Your task
From the listing below, pick out each line with the word "police".
____ The input
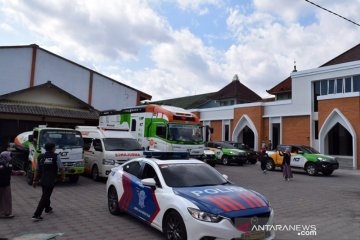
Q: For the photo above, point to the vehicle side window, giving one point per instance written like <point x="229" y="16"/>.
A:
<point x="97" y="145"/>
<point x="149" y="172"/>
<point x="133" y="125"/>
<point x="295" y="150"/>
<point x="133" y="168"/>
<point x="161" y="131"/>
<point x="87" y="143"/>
________
____ The input
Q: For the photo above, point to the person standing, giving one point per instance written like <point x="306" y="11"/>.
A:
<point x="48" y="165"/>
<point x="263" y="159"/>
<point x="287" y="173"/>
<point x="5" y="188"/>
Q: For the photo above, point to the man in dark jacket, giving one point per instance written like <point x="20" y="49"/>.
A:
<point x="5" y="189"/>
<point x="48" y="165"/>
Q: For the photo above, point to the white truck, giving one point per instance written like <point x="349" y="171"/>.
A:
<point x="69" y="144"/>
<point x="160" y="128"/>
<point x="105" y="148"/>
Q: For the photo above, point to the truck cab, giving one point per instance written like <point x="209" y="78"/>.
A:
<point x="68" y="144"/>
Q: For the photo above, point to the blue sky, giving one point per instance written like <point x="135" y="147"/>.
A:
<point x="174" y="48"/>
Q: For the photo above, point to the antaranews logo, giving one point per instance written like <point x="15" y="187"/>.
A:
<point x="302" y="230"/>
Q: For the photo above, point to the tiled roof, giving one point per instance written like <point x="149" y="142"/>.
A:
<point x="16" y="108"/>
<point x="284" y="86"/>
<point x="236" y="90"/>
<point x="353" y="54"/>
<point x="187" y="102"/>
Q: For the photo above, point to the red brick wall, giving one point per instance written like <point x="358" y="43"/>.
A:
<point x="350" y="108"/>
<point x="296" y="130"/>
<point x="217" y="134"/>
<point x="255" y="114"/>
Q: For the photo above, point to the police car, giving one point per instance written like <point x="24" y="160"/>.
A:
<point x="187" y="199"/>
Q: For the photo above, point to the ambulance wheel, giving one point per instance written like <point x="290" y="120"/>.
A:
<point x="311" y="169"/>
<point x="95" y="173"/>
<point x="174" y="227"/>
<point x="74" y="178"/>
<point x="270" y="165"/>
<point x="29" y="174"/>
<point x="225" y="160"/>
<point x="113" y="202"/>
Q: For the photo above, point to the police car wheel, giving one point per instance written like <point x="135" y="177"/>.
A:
________
Written response
Q: For the photo above, point to the police car, giving one point per instance written like <point x="24" y="160"/>.
Q: For the photo above, point to the police car wheel, giving one point per instance written like <point x="135" y="177"/>.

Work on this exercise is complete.